DIRECTIONS:
Swap "integer pixels" for "whole-number pixels" in the stretch of records from the line containing "Please find the church spire" through the line containing "158;63;228;102", changing nothing else. Return only those lines.

start TASK MATERIAL

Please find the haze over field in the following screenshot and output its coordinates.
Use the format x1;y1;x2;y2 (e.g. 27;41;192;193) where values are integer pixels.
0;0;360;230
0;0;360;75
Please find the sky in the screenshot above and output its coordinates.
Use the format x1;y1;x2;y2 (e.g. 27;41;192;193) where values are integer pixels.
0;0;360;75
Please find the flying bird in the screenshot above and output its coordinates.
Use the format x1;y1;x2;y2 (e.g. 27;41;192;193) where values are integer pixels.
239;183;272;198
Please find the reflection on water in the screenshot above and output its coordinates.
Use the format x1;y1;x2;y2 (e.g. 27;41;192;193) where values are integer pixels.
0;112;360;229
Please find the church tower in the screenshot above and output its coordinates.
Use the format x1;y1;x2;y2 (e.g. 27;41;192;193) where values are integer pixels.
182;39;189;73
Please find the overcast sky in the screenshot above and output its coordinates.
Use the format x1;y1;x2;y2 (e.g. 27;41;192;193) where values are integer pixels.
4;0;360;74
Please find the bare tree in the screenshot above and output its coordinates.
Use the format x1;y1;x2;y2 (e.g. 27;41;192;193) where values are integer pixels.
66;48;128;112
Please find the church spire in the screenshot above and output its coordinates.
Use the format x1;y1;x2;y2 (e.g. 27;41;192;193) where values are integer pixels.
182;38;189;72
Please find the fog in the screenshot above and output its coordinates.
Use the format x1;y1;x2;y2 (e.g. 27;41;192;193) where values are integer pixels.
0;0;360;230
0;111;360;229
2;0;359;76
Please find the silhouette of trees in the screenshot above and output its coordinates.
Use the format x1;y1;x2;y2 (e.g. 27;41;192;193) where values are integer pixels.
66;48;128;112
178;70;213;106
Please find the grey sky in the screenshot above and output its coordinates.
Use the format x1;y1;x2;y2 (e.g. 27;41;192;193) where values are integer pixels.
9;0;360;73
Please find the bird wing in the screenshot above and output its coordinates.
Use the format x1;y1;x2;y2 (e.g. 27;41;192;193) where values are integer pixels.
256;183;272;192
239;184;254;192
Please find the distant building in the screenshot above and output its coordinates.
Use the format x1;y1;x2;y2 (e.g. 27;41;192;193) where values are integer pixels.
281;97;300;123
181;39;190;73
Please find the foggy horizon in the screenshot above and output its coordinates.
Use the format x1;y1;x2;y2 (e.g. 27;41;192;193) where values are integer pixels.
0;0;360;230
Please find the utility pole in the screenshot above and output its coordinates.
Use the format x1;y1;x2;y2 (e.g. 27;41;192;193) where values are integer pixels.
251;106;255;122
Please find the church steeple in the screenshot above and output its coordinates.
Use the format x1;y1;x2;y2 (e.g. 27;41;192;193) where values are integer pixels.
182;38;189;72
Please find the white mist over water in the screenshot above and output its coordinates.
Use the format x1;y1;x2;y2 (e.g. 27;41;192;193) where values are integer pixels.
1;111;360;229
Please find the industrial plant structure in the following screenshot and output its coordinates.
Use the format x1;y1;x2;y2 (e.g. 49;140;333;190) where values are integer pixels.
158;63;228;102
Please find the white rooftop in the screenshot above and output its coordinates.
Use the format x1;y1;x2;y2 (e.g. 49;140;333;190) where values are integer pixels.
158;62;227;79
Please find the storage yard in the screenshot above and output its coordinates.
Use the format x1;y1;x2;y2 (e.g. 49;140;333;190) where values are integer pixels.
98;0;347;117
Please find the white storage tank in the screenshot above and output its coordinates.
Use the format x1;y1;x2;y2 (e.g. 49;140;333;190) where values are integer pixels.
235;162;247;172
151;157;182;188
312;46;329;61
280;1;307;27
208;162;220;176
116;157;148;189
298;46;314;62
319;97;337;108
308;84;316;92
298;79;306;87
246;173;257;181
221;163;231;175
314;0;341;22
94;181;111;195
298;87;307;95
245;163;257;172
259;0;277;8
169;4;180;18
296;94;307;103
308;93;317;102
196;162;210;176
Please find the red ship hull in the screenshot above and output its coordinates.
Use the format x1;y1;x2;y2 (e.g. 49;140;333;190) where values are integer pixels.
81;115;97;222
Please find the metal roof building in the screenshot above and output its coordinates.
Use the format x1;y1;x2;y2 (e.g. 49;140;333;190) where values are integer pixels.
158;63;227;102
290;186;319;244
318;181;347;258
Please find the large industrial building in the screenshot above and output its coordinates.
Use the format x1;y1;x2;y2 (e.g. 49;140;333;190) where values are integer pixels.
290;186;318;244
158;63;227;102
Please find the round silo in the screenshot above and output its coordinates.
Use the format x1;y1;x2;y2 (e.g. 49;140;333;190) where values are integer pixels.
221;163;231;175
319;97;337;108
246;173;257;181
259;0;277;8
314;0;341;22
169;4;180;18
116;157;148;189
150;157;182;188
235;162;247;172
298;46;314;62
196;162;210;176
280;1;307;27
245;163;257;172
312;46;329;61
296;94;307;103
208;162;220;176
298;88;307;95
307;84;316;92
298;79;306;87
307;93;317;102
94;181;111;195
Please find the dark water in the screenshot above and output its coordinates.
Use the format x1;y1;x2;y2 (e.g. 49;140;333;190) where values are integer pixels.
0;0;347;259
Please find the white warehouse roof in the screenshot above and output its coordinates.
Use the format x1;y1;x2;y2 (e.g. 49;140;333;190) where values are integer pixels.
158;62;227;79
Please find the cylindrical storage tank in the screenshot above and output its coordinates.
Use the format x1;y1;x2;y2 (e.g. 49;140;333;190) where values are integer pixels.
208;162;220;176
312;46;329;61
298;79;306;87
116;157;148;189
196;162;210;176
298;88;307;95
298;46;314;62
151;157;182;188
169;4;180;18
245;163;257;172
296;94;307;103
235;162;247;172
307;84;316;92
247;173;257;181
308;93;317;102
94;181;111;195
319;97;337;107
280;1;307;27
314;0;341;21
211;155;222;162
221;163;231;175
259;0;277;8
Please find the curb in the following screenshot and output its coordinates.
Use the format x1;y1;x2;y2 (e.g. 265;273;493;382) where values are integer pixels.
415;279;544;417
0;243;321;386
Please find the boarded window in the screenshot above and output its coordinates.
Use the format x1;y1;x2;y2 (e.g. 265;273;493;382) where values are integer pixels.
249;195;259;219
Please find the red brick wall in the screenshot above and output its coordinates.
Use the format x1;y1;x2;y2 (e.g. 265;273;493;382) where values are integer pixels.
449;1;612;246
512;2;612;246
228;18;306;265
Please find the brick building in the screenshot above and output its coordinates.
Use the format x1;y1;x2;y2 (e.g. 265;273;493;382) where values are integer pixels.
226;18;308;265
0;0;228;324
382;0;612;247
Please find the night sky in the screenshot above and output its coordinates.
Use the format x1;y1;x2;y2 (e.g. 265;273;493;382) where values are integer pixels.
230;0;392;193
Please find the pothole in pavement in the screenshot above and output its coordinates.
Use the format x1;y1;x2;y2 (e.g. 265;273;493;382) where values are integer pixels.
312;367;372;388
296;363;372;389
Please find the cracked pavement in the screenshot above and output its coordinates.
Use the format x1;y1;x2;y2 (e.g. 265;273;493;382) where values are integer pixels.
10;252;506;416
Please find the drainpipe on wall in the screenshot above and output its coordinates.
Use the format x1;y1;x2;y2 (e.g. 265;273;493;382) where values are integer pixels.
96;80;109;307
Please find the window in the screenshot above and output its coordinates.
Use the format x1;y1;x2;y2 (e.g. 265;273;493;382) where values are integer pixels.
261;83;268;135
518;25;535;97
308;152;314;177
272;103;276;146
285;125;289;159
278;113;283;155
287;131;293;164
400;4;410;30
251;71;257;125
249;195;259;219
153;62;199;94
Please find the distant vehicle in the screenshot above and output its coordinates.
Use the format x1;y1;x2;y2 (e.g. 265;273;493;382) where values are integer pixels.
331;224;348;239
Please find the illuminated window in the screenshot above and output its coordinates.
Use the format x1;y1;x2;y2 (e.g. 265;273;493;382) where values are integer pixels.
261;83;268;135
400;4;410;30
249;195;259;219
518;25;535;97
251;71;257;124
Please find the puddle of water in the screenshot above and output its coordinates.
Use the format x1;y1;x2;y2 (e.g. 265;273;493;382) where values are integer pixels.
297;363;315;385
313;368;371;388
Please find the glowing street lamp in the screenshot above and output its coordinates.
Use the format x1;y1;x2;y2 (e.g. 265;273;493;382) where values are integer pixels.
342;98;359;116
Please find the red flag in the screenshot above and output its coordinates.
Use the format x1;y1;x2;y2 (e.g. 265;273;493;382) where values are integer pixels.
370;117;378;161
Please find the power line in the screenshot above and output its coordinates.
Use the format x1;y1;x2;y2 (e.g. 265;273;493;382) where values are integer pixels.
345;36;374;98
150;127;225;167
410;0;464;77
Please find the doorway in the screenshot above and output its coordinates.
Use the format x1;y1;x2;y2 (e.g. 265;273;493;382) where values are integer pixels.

end TASK MATERIAL

EXERCISE RESPONSE:
Please find the church spire in the screenshot above and output its coordinates.
Use the format x1;y1;x2;y2 (e.g. 27;41;192;193) where values are whole-number pixels.
182;38;189;72
Please find the fog in the screenshot above and output its coordinates.
Use the format x1;y1;x2;y2 (e.g. 27;41;192;193) where values are whole-number pixels.
0;0;360;230
0;111;360;229
2;0;359;76
Please find the silhouette of trees in the screenshot above and output its coordinates.
Use the format x1;y1;x2;y2 (e.g. 27;41;192;193) where values are whole-number pixels.
66;48;128;112
178;70;213;106
Please find the grey sky in the screenshot above and output its coordinates.
Use the format x1;y1;x2;y2 (e.g. 27;41;192;193) where values are whole-number pixels.
9;0;360;73
Please find the bird wing in the screenshot above and output its coordinates.
Use the format x1;y1;x2;y2 (e.g. 27;41;192;193) where values are whole-number pixels.
256;183;272;192
239;184;254;192
Please find the distant building in the screenshot above and output its coordinates.
Use the format x1;y1;x2;y2 (e.g. 27;41;192;193) where values are whole-number pixels.
281;97;300;123
181;39;190;73
Please find the foggy horizon in the screenshot above and output its coordinates.
Use the format x1;y1;x2;y2 (e.g. 27;41;192;193) where values are whole-number pixels.
0;0;360;230
Please find the utility pole in the screenshot above and output its coordinates.
Use the format x1;y1;x2;y2 (e.g. 27;41;192;193) where values are whole-number pixels.
251;106;255;122
Please find the church steeple in the screenshot above and output its coordinates.
Use the format x1;y1;x2;y2 (e.g. 27;41;192;193) where values are whole-number pixels.
182;38;189;72
Please find the white mist over water in the screenshot above and output its coordinates.
Use the format x1;y1;x2;y2 (e.g. 27;41;192;193) where values are whole-number pixels.
1;111;360;229
Please find the industrial plant structure in the following screenshot and output its coordinates.
Use the format x1;y1;x2;y2 (e.g. 49;140;333;190) where values are whole-number pixels.
158;63;228;102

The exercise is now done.